=== INSTRUCTION A ===
In the transit pitches text, what is named as the only realistic Orange trajectory out of Forest Hills?
=== INSTRUCTION B ===
Please pick up the transit pitches text after its last sentence and carry it on.

=== DOCUMENT TEXT ===
◇ ◇ ◇ ◇ ◇
Crazy Transit Pitches

Would there be enough room around Forest Hills to do such a turn?

This is Red out of Mattapan bootstrapping onto extra Fairmount ROW space south of Blue Hill Ave. and the first Neponset bridge, not Orange out of FH. The only way to do Orange to HP is to steal a track from the NEC, which is a nonstarter. Not even Fairmount has enough capacity to absorb that much punted-over traffic at 2030+ volumes if the NEC gets its capacity reduced. W. Rox/Needham and displacing that half of the Needham Line is the only realistic Orange trajectory out of FH now.
 
Who are the A Line opponents? Brighton businesses? Brighton residents? Newton residents? Watertown residents? Soon-to-be-former Mayor Menino? I think Watertown Square-Newton Corner could be HUGE with some tune ups: the A Line, a Newton Corner Station on the Worcester Line, and a 71 extension to the Corner, along with various fine tuning. Seems like a huge thing to pass up. Of course it would come at a cost, but the development that could result... woah boy.
 
Who are the A Line opponents? Brighton businesses? Brighton residents? Newton residents? Watertown residents? Soon-to-be-former Mayor Menino? I think Watertown Square-Newton Corner could be HUGE with some tune ups: the A Line, a Newton Corner Station on the Worcester Line, and a 71 extension to the Corner, along with various fine tuning. Seems like a huge thing to pass up. Of course it would come at a cost, but the development that could result... woah boy.

Now that MassDOT owns the heavy rail tracks, we also have options for sending the A out via the yards on their way to Watertown. Could be / Should be awesome.
 
There's only one thing your typical Brighton NIMBY lives for: fighting about traffic and parking. They are VICIOUS.
◇ ◇ ◇ ◇ ◇
(Dataset excerpts on pointing at objects)

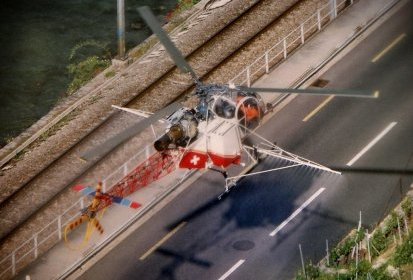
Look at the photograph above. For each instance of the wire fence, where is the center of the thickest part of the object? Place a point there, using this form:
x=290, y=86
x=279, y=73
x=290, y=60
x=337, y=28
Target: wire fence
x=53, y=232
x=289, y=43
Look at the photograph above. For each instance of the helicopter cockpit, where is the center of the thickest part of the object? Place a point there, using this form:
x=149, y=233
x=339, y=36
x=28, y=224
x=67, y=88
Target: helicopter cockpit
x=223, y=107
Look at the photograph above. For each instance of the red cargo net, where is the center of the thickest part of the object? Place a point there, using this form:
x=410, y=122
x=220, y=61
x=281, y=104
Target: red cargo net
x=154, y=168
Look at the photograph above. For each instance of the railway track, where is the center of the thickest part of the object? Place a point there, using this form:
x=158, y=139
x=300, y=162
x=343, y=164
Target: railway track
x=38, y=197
◇ ◇ ◇ ◇ ◇
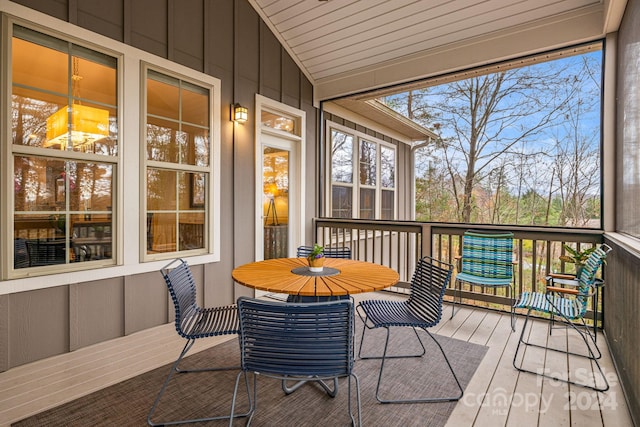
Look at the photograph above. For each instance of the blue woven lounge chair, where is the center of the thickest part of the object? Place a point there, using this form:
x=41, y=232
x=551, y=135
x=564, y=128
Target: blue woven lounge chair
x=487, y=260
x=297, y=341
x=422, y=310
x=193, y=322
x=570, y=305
◇ ◇ ◇ ◇ ◇
=== TASK RESULT A ===
W. Rox/Needham, displacing that half of the Needham Line.

=== TASK RESULT B ===
^ Not to mention the Newtonites living on Tremont between Oak Square and Newton Corner. Do you think any of them need a street-running LRV? They all have 2 cars.
 
Now that MassDOT owns the heavy rail tracks, we also have options for sending the A out via the yards on their way to Watertown. Could be / Should be awesome.

They've owned the Worcester Line inside 128 since the day the Pike Extension was greenlit. Or rather, the Turnpike Authority owned it until they were dissolved a few years ago and the title title deed was finally transferred to the T. So they've been able to do whatever they've wanted with the land the ROW sits on for 50 years so long as it didn't mess with the freights into Beacon Park.

There is no physical room to lay side-by-side rapid transit tracks. That's why the Riverside line on the 1945 proposed extensions map is physically impossible. Couldn't build it if you wanted to without slicing more abutting rows of houses and streets that the Pike extension spared when it was tearing through Newton and Allston. There aren't enough strips of available land to shove 3rd and 4th tracks in. About the bestest that's possible in some hyper-dense MBCR+Amtrak service future is maybe shivving in a couple short lengths of 3rd track passing sidings so all the regional and intercity traffic can stay out of the way of the Riverside shuttles. Subwaying here under the tracks is senselessly expensive with all the Pike bridge abutments and retaining walls through the Newton cut that would have to be cleanroomed, and all the groundwater mitigation from the Charles basin and underground streams. This isn't a real proposal. Hasn't been since the Turnpike Authority ate the B&A canyon.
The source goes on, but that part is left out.